▶ SET EXERCISE:
Revise the records below by replacing every occurrence of "innermost point" with "most central point" and leaving all other text unchanged. Omit the pictures from your answer.

▶ Object point labels:
***
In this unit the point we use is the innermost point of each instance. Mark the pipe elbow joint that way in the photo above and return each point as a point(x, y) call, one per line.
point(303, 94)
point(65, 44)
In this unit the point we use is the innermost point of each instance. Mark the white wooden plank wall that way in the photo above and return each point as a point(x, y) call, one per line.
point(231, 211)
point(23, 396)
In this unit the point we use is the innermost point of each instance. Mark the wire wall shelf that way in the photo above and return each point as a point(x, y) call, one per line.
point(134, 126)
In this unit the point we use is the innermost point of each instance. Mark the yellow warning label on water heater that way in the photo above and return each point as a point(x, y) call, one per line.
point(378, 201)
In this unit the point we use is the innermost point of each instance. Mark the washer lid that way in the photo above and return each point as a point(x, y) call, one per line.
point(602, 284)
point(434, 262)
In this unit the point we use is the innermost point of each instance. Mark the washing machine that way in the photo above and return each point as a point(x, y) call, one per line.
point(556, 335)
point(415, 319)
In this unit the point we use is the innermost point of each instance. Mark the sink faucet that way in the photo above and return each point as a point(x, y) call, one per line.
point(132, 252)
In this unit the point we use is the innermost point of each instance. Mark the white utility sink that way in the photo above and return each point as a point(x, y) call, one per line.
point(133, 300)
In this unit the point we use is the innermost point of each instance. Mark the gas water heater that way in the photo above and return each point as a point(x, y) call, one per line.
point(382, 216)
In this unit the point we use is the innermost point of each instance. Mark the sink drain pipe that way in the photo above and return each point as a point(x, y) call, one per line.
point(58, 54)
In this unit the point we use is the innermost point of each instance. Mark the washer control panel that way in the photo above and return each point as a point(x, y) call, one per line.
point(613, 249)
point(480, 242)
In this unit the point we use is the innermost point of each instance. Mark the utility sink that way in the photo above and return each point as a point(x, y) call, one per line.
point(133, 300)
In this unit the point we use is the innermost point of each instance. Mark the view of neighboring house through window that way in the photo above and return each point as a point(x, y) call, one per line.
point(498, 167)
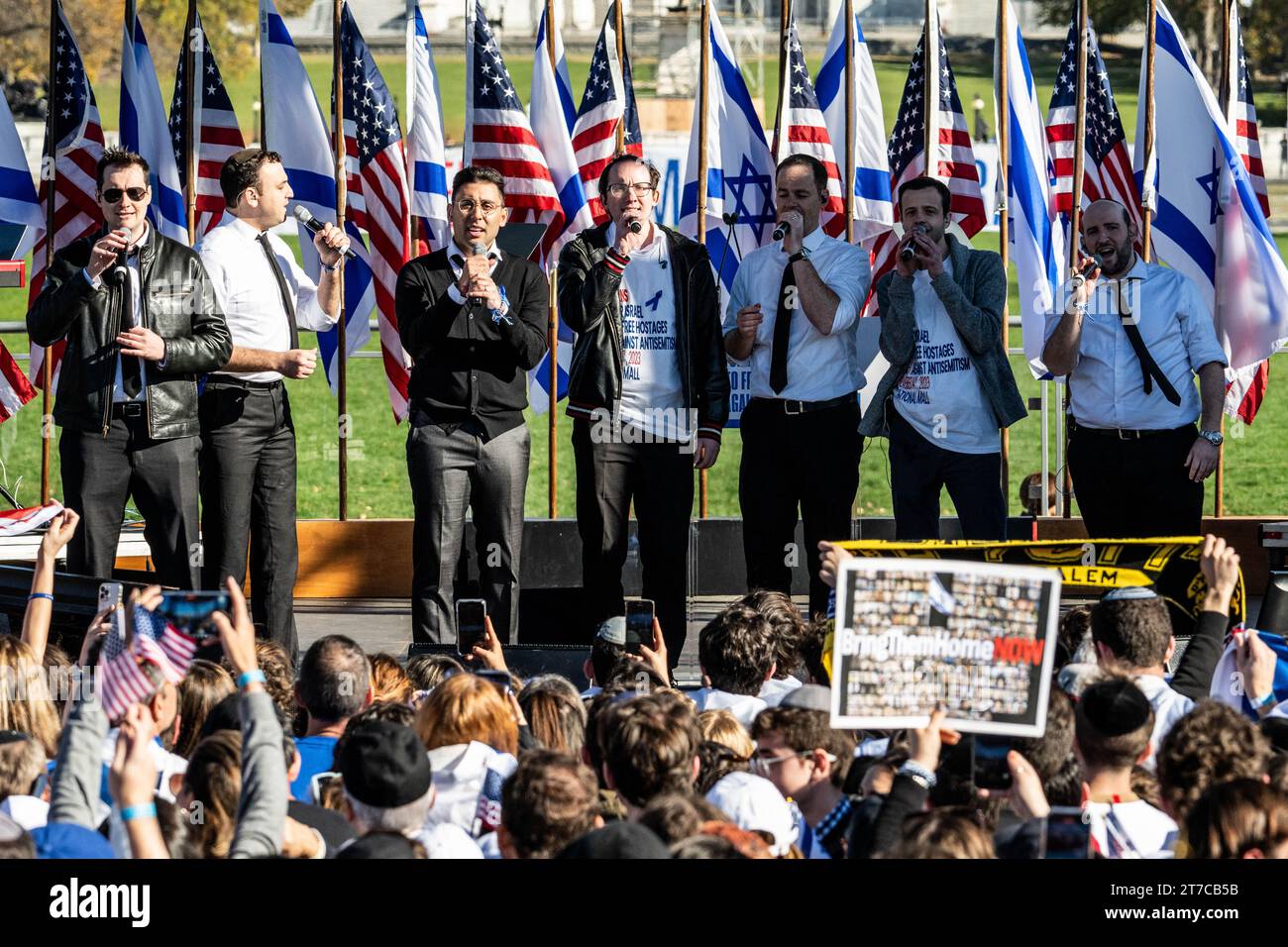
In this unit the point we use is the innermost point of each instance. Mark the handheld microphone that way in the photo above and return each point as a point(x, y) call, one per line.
***
▶ ANSWER TO THIS TASK:
In this unit the point we use is the most central point of each instance. Mark the pipe elbow joint that way in the photo above and return each point as a point(x, y) call, one per line.
point(303, 94)
point(65, 44)
In this unit the point we use is the most central point of each instance. Mark the white wooden plank wall that way in the photo above and return each point as a point(x, y) call, one per line.
point(231, 211)
point(23, 396)
In this unit the point we use is the most central point of each instance. Mark the wire wall shelf that way in the photo above and return each point as a point(x, y) call, one per line.
point(134, 126)
In this unit the point we use is the most central point of each instance. Mark the yellow warning label on water heater that way in the photo above and return each point as a point(x, y) call, one per line.
point(378, 201)
In this unit the point we use is the most central point of each instance. Mark the washer lid that way in the photo above and return each point as a point(x, y) call, one per line.
point(602, 284)
point(434, 262)
In this unit the point we use is the most central point of each instance. Mark the washing machine that way in the photo above and return each point as a point(x, y) call, one per line.
point(556, 335)
point(415, 319)
In this unit the point we use is the most central point of each instance. Mark the sink faucet that way in the photo above and return each point as a point(x, y) call, one per line.
point(132, 252)
In this unit the point we use is the most central point of each instance. Mark the white utility sink that way in the photo above and return each point as a point(x, y) call, one per line.
point(133, 300)
In this unit the point we use is the most central point of each instance. Mark the gas water heater that way in the photo above and return each point as a point(x, y) call, one per line.
point(382, 216)
In this unit the point we use is the most central point of each instance. Mark the sink drain pipe that way in the photo above and return each point as a point(x, y) call, one per line.
point(58, 54)
In this unit the point we use is the most central point of each instance. Mark the washer control panel that way in the photo above and return each point as a point(x, y) call, one per line.
point(613, 249)
point(480, 242)
In this unit the point we use is the most central point of each instance. Mark the utility sink that way in the photo above and return each point as a point(x, y) call, one per line.
point(133, 300)
In this unit the point we use is the most central point of each instance. Mark the view of neighboring house through window that way in the photo above and return each point as a point(x, y) call, one per line.
point(498, 167)
In this unit the point we use is the most central point of each instance. Mark the handheld microphone that way in the photo above and return each point as a point(x, y) call, one per line.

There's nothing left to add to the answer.